HOW TO COMPLETE THIS TASK
Please restate each line of the data below exactly. Omit all images.

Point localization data

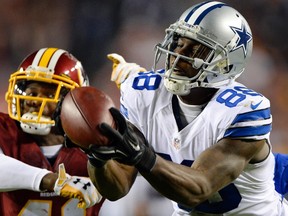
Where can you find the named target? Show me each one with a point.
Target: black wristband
(95, 162)
(147, 161)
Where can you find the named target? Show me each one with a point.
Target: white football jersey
(234, 111)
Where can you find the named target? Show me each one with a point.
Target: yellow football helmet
(48, 65)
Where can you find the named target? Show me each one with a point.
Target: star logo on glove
(244, 37)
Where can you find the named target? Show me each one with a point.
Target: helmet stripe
(55, 58)
(46, 57)
(38, 57)
(197, 14)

SOLUTION FOR THIS EXERCISE
Where can you find the named target? Show me each one with a point.
Target: black wristband
(95, 162)
(147, 161)
Where can you find the named target? Show me each one with a point.
Target: white football jersey
(234, 111)
Where can you find the named target? Show me each one with a point.
Target: yellow football helmet
(48, 65)
Where can you find the named target? Show me each one with a point.
Target: star logo on glove
(244, 37)
Where can you find the named target? Show me each one with a point.
Target: helmet stripe
(55, 58)
(46, 57)
(38, 57)
(197, 14)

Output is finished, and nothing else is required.